Soundtracks on Spotify!

Last weekend @hannah_scarbs asked on Twitter whether I had the soundtracks to my novels on Spotify. To which the answer was no — but now it’s yes, because that made me realize that putting them up there is an eminently sensible idea. Of course not everything is available on that service (in particular, all of the Battlestar Galactica scores are absent, and I’ve drawn heavily on those over the years), but the vast majority were there! So if you want to know what my soundtracks sound like, now you can give ’em a listen. And if you want to know what each track maps to, I’ve also linked to that information for each book.

Literary cocktails and mocktails

It’s 5 p.m. somewhere, right?

# # #

Goal 1 => Retype the blog excerpt on Spotify soundtracks between "Soundtracks on Spotify!" and "for each book.", inclusive.
Goal 2 => In the blog excerpt on Spotify soundtracks, which scores are named as missing from Spotify?
Goal 3 => Please carry on the blog excerpt on Spotify soundtracks from its final line.

# # #

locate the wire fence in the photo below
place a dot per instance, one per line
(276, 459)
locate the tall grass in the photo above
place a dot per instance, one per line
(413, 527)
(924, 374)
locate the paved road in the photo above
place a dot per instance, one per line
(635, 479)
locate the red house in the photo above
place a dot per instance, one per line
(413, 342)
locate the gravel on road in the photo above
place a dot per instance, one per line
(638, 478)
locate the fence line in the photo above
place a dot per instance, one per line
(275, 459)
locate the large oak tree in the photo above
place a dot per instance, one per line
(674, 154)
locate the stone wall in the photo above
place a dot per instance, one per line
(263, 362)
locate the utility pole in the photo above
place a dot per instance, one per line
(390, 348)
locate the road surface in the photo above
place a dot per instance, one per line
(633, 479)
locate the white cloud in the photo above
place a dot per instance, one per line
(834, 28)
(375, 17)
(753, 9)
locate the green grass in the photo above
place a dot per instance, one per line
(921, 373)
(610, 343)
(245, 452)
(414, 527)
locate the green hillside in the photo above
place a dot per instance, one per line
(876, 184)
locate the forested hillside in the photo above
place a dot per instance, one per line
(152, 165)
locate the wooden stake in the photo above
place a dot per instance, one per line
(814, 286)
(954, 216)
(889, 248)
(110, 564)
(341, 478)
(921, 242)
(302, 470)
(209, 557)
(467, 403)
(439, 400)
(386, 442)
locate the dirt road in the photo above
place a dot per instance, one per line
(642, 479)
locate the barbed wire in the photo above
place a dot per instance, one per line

# # #

Reply 1 =>
Soundtracks on Spotify!

Last weekend @hannah_scarbs asked on Twitter whether I had the soundtracks to my novels on Spotify. To which the answer was no — but now it’s yes, because that made me realize that putting them up there is an eminently sensible idea. Of course not everything is available on that service (in particular, all of the Battlestar Galactica scores are absent, and I’ve drawn heavily on those over the years), but the vast majority were there! So if you want to know what my soundtracks sound like, now you can give ’em a listen. And if you want to know what each track maps to, I’ve also linked to that information for each book.

Reply 2 => All of the Battlestar Galactica scores.

Reply 3 =>
A few days ago the Tome and Tankard blog posted their recipe for the “Lady Trent,” a mojito-like cocktail inspired by the Memoirs of Lady Trent. Our first attempt at making it here at Swan Tower was not entirely successful; it turns out we need to be a lot more conscientious about mixing the honey into the gin before adding other things, lest we wind up with a glob of honey stuck all over with mint leaves. 🙂 But the general shape of the cocktail is a great deal like the “Jimi Hendrix” I asked the internet to help me recreate a while back, so even in less-than-entirely-successful form, I give this one an official thumbs-up.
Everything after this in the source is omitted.